(Items for labeling points):

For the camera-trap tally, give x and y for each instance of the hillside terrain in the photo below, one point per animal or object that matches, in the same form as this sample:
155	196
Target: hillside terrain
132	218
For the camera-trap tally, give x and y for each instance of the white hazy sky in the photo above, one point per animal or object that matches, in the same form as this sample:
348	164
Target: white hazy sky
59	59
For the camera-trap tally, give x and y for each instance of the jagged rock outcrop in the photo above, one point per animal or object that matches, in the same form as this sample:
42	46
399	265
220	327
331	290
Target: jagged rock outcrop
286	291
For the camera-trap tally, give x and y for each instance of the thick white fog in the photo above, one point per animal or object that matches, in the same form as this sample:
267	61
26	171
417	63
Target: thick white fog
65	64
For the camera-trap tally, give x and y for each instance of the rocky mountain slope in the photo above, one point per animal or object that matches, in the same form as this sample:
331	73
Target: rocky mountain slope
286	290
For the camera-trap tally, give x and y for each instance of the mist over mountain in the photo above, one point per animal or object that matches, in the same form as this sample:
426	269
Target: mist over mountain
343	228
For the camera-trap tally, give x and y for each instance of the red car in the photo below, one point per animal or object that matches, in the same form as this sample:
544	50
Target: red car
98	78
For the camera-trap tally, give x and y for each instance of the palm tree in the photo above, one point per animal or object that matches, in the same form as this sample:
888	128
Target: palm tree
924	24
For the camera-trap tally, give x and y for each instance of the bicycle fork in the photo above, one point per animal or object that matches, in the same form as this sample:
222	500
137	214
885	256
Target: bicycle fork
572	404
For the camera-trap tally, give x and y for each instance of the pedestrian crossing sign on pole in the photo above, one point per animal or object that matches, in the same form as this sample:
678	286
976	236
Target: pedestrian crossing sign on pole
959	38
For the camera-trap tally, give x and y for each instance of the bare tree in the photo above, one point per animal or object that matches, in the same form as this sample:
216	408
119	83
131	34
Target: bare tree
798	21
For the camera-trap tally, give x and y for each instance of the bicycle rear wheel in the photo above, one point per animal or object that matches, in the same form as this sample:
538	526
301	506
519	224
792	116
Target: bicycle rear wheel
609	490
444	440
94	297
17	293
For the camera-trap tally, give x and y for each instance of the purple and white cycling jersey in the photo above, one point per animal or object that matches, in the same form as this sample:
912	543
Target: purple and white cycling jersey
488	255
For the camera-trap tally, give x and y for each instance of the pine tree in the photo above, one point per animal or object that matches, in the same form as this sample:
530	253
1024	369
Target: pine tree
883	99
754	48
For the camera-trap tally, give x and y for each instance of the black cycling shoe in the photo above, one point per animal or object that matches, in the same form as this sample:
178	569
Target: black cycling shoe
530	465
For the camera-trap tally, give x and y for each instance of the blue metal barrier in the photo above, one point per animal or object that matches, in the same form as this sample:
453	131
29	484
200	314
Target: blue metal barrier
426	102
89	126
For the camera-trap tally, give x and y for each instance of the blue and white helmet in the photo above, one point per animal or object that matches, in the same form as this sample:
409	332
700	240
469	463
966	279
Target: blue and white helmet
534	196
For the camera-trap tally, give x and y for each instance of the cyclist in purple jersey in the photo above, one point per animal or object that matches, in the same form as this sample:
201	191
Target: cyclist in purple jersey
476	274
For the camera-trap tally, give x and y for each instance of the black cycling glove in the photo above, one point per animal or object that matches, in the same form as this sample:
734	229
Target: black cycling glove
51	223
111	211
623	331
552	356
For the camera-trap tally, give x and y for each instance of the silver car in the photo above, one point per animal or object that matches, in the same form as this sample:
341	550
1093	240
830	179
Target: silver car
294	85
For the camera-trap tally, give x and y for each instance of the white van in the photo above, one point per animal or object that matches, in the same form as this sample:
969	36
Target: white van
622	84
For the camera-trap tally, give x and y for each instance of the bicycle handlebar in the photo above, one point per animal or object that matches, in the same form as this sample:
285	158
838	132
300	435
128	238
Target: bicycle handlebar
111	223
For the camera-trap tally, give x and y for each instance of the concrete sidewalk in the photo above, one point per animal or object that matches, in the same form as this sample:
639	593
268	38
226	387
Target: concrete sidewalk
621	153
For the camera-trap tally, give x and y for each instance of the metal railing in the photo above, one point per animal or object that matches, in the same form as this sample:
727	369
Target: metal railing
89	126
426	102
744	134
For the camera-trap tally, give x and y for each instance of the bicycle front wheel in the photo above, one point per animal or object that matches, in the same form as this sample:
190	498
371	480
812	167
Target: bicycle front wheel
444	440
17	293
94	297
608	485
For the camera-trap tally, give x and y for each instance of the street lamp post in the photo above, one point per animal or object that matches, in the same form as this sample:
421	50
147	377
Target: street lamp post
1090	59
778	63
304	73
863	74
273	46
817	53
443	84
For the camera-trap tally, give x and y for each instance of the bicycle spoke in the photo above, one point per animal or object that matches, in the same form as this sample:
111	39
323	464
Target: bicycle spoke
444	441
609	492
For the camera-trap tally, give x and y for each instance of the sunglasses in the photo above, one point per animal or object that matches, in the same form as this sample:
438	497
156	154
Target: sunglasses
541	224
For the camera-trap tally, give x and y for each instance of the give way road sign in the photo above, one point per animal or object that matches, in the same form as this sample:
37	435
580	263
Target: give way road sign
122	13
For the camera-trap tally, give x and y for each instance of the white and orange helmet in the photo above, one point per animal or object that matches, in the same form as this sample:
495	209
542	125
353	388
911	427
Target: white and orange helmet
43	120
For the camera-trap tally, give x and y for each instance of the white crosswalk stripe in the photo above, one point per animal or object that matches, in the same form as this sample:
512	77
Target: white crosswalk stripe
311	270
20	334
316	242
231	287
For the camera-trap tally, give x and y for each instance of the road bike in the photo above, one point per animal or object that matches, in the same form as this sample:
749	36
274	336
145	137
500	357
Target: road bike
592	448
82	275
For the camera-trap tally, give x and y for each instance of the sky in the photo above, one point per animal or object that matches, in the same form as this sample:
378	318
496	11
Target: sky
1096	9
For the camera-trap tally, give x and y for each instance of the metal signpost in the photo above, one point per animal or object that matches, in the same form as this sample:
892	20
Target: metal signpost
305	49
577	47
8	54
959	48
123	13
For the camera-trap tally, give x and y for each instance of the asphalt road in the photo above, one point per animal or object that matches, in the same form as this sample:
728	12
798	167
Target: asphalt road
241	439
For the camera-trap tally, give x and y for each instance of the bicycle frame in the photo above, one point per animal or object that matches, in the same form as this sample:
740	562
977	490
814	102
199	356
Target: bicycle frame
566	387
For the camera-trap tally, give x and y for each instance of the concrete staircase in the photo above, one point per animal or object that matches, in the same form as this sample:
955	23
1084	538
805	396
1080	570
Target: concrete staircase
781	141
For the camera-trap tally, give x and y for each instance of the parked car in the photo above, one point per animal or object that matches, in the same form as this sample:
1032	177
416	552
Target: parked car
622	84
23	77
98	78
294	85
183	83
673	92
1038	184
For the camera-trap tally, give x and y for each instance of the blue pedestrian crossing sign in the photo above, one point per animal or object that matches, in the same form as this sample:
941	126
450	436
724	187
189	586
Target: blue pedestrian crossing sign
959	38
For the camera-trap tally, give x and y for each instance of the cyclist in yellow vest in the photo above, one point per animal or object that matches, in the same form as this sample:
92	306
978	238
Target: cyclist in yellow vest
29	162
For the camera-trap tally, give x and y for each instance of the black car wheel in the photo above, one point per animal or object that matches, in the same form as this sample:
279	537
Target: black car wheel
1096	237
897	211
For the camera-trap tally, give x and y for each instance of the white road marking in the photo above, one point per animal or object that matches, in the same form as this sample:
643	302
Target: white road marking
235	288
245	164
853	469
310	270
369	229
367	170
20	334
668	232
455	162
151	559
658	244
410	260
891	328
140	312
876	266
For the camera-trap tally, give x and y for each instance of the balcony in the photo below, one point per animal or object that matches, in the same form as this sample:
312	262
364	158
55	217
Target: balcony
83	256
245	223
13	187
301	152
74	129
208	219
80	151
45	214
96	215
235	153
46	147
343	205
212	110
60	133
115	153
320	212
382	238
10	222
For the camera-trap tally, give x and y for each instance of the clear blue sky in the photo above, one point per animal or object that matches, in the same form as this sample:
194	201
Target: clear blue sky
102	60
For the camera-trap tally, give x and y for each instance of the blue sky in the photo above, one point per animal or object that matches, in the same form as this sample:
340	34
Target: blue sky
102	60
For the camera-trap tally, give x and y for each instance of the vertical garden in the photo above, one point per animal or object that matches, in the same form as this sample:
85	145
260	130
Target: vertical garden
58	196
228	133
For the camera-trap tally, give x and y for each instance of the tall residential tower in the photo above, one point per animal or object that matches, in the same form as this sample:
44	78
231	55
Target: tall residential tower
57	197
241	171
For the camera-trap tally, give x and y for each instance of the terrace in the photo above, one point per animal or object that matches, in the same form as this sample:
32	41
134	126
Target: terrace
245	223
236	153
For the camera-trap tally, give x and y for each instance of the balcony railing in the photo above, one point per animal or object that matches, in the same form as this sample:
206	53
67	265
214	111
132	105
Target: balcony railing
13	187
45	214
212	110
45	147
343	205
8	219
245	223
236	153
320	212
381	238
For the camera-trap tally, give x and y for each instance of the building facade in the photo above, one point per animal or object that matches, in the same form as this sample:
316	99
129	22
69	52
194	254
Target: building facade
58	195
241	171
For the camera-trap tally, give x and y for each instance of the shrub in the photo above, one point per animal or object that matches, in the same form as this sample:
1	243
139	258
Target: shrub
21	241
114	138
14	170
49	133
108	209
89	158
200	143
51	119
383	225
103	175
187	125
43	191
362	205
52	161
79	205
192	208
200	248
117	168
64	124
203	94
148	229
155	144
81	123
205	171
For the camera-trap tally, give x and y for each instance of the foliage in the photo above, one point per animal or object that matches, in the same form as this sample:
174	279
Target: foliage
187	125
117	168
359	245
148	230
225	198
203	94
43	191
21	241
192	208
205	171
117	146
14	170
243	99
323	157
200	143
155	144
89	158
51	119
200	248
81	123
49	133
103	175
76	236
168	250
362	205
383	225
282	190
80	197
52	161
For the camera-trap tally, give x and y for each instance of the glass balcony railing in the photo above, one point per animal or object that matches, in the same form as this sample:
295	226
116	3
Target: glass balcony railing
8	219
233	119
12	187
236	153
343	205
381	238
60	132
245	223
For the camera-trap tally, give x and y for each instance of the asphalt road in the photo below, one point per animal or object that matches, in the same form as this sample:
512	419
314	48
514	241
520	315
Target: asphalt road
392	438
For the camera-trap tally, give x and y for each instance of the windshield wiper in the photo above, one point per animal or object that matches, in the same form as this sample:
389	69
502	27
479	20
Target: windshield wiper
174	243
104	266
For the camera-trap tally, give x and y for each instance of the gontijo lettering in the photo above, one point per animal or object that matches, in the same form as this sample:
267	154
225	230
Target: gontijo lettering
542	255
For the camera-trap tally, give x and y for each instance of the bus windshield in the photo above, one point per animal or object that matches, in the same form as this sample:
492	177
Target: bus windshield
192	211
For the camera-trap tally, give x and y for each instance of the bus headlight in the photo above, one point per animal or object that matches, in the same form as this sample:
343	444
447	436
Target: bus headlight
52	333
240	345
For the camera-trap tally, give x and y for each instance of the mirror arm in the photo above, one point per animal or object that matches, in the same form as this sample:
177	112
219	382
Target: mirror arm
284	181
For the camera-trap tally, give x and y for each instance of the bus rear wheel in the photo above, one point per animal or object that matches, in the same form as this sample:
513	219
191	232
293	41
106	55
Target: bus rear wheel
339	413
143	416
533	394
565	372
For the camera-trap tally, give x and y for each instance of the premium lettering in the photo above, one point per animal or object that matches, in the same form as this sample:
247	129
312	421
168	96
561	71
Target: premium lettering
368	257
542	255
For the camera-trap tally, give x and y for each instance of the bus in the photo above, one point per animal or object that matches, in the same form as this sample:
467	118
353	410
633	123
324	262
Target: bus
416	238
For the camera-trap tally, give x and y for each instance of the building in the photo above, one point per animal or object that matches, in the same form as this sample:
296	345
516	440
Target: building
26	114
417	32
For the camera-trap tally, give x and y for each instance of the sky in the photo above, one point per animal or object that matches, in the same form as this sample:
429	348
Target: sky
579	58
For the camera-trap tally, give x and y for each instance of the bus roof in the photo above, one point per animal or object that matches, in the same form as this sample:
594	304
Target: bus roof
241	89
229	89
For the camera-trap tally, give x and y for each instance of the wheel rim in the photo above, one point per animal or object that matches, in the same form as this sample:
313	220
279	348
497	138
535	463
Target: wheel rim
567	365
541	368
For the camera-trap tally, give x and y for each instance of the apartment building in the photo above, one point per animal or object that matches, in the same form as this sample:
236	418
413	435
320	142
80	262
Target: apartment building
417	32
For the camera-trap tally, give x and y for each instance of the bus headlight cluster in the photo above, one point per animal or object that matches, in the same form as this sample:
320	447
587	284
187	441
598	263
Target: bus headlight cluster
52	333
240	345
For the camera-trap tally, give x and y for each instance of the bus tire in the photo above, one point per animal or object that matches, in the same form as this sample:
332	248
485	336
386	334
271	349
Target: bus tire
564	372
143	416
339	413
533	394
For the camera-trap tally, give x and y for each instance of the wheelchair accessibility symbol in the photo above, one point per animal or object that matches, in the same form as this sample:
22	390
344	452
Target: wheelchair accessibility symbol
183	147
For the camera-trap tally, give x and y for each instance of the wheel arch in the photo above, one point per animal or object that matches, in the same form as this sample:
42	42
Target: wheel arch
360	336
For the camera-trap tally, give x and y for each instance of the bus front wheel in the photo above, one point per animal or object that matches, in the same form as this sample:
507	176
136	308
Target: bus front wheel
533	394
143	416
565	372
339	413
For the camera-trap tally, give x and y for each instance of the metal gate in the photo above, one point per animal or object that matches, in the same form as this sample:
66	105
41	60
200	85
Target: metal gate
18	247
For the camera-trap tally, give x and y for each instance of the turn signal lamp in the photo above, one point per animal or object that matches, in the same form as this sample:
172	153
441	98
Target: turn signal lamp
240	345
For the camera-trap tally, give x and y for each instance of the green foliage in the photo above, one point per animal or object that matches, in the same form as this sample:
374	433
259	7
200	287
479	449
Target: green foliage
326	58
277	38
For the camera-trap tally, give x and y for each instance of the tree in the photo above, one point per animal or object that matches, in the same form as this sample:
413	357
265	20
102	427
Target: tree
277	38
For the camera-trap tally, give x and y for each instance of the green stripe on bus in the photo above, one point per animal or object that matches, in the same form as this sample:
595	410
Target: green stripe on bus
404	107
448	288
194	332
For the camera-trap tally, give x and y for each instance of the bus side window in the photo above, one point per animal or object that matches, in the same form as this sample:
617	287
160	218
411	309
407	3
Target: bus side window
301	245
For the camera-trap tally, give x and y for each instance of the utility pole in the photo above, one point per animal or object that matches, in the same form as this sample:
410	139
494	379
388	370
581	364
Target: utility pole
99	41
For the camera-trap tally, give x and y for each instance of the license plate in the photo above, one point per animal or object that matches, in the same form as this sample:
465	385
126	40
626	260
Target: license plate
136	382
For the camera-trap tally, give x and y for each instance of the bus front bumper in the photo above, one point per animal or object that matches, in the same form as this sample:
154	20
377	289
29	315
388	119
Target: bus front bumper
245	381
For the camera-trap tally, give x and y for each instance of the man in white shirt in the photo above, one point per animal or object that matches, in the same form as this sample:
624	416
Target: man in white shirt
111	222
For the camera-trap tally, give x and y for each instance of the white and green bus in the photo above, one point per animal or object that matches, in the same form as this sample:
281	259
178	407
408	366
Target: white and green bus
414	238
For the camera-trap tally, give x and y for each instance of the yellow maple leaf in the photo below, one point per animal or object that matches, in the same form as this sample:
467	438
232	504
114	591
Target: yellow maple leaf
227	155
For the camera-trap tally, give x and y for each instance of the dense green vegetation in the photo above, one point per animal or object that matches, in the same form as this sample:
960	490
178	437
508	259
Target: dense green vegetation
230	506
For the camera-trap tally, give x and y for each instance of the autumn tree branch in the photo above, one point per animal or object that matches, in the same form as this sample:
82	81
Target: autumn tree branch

(What the task asks): Recast the lines of the items above as a numbered list, starting at the line containing "of the dense" and ending at the last line of the items, both included. Leave out any blank lines.

(Solution for this problem):
1. For the camera-trap tally, give x and y for each instance of the dense green vegetation in the photo above, one point per animal or object that matches, in the same form as this sample:
2. 960	490
3. 178	437
4. 508	259
5. Target: dense green vegetation
6. 230	506
7. For the camera-trap tally, give x and y for each instance of the autumn tree branch in the photo above, one point per animal or object that matches, in the same form as this sample:
8. 82	81
9. Target: autumn tree branch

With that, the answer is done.